▶ [Problem]: In the entries below, find each line with the string "white" and copy it.

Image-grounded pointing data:
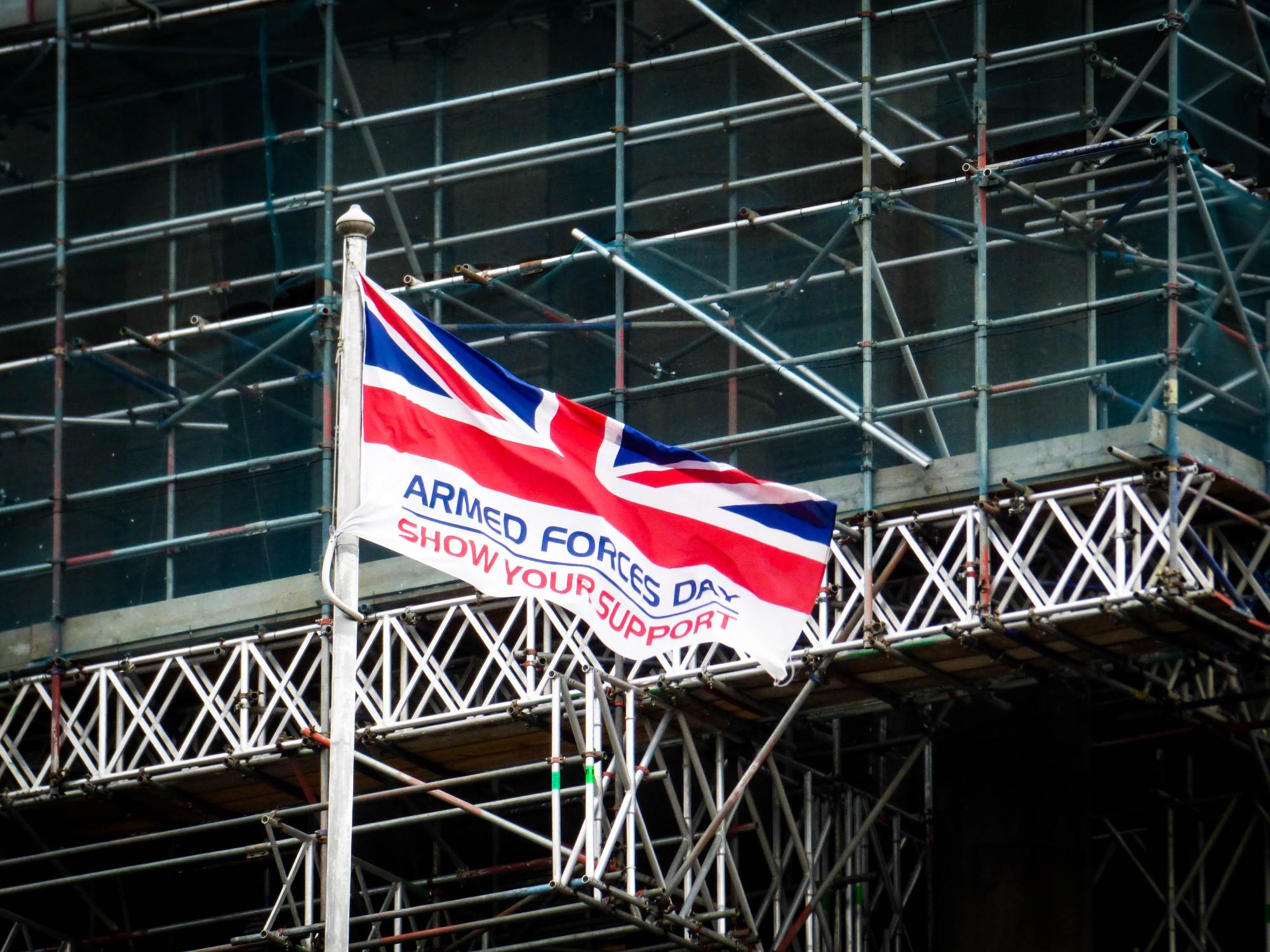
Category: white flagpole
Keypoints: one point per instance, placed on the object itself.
(355, 227)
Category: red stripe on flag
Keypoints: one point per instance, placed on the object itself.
(537, 475)
(457, 384)
(683, 478)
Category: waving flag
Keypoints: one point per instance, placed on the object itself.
(520, 492)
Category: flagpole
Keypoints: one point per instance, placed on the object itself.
(355, 227)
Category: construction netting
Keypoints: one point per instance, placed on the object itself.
(203, 268)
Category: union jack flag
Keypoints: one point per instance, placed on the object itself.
(519, 491)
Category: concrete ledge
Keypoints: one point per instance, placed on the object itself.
(298, 598)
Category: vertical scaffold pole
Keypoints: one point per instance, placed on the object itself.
(620, 206)
(981, 285)
(557, 727)
(439, 158)
(733, 256)
(1092, 279)
(590, 776)
(867, 291)
(58, 554)
(1172, 296)
(327, 355)
(170, 573)
(632, 843)
(355, 227)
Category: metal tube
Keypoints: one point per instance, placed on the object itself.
(1233, 291)
(1172, 293)
(57, 554)
(727, 333)
(355, 227)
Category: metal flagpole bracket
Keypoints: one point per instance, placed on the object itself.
(328, 560)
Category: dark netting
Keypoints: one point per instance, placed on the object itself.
(478, 140)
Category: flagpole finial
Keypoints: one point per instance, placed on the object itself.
(355, 221)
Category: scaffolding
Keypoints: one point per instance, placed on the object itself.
(1024, 356)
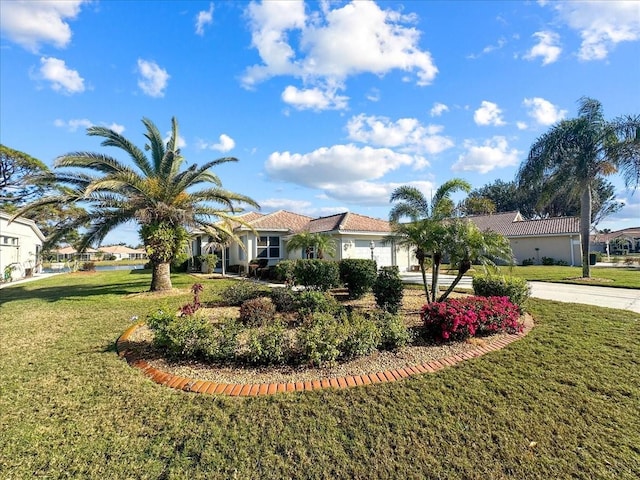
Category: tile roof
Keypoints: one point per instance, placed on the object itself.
(518, 227)
(280, 220)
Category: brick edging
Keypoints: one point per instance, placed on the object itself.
(253, 389)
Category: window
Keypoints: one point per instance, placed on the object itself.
(269, 247)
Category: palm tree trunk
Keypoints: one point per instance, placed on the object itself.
(435, 273)
(585, 228)
(463, 268)
(161, 277)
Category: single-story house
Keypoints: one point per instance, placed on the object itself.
(620, 242)
(68, 253)
(122, 252)
(556, 237)
(20, 247)
(265, 236)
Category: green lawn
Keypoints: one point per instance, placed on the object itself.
(561, 403)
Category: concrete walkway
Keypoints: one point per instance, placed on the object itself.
(622, 298)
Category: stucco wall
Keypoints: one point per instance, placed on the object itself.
(558, 248)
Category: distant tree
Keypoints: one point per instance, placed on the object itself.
(18, 171)
(158, 194)
(574, 153)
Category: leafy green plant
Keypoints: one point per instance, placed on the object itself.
(257, 312)
(317, 274)
(268, 345)
(284, 299)
(358, 275)
(394, 334)
(517, 289)
(361, 336)
(319, 339)
(240, 292)
(388, 290)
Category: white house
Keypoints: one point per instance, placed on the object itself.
(20, 247)
(265, 237)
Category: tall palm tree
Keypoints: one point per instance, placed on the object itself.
(155, 192)
(426, 233)
(575, 153)
(309, 242)
(467, 245)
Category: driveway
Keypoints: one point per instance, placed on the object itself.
(622, 298)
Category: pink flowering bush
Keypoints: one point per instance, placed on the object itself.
(460, 318)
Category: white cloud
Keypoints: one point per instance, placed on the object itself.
(371, 193)
(153, 79)
(204, 17)
(31, 24)
(602, 24)
(314, 99)
(407, 134)
(333, 44)
(493, 153)
(338, 164)
(547, 48)
(181, 141)
(62, 78)
(73, 124)
(543, 111)
(488, 114)
(438, 109)
(116, 128)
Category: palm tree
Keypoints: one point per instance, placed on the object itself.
(310, 242)
(426, 233)
(575, 153)
(467, 245)
(157, 194)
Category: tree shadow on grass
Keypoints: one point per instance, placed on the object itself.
(79, 285)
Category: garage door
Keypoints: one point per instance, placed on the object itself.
(381, 253)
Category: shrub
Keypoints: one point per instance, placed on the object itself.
(361, 336)
(317, 274)
(240, 292)
(517, 289)
(189, 336)
(267, 346)
(284, 271)
(309, 302)
(358, 275)
(319, 339)
(224, 342)
(548, 261)
(257, 312)
(284, 299)
(394, 334)
(460, 318)
(388, 290)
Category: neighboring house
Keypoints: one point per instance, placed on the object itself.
(122, 252)
(265, 237)
(556, 237)
(20, 246)
(620, 242)
(68, 253)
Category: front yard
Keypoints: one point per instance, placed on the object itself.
(560, 403)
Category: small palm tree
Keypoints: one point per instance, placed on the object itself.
(575, 153)
(309, 242)
(467, 245)
(427, 232)
(156, 193)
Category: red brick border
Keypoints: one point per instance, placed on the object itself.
(248, 390)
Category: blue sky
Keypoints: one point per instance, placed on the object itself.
(329, 106)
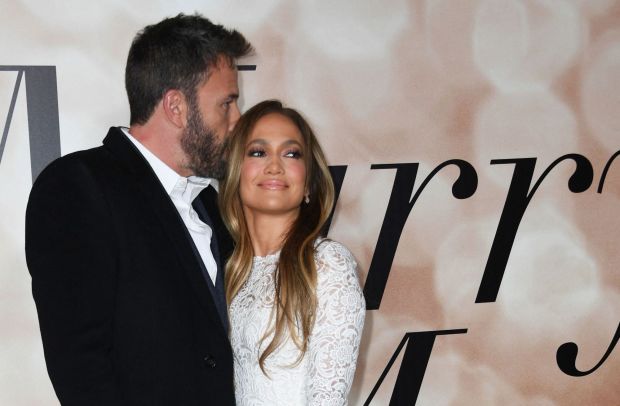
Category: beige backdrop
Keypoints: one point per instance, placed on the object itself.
(388, 82)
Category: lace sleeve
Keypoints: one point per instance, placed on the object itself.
(335, 339)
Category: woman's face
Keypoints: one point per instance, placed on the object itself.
(273, 170)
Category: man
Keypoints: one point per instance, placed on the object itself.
(126, 265)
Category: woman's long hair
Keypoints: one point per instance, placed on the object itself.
(295, 279)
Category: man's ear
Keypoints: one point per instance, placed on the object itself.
(175, 107)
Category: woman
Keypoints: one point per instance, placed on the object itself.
(296, 307)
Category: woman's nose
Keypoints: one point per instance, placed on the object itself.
(274, 166)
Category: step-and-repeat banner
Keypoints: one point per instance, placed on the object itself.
(474, 146)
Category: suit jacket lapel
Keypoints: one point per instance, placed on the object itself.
(208, 197)
(164, 211)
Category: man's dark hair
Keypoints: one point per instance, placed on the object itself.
(176, 53)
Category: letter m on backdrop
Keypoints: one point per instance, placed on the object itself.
(42, 108)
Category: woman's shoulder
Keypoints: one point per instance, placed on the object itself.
(334, 254)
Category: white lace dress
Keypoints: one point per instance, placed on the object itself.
(324, 375)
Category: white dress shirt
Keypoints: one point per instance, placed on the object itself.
(182, 192)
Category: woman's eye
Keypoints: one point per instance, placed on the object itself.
(257, 153)
(293, 154)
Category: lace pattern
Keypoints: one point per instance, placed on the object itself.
(325, 373)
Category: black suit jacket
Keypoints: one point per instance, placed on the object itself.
(125, 313)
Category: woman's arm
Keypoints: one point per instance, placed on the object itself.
(334, 342)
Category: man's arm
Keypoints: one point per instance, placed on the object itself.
(71, 255)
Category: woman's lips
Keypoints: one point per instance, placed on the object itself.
(273, 184)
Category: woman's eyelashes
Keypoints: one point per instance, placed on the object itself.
(293, 153)
(256, 152)
(288, 153)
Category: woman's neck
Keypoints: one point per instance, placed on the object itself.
(267, 231)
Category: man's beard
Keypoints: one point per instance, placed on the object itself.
(205, 155)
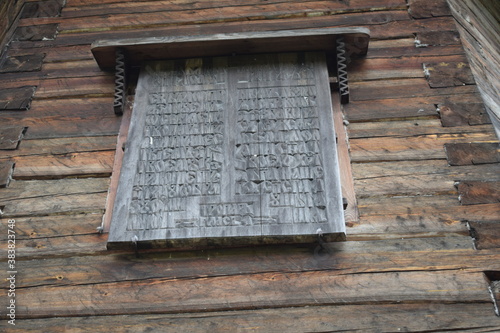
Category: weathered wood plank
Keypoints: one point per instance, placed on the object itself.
(362, 171)
(383, 217)
(444, 74)
(47, 8)
(67, 165)
(55, 205)
(265, 11)
(428, 8)
(250, 291)
(478, 192)
(59, 146)
(100, 8)
(340, 258)
(92, 244)
(65, 107)
(41, 227)
(425, 39)
(393, 24)
(375, 110)
(67, 125)
(9, 12)
(458, 114)
(486, 235)
(478, 23)
(35, 32)
(402, 88)
(56, 70)
(98, 86)
(390, 68)
(405, 185)
(24, 63)
(395, 108)
(472, 153)
(10, 137)
(405, 47)
(22, 190)
(6, 170)
(432, 316)
(17, 98)
(412, 127)
(420, 147)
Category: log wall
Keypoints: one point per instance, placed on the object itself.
(424, 255)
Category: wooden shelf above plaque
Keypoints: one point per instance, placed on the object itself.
(231, 140)
(178, 47)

▶ [Task output]:
Category: white flagpole
Category: white house
Category: white cloud
Category: white lace dress
Category: white dress shirt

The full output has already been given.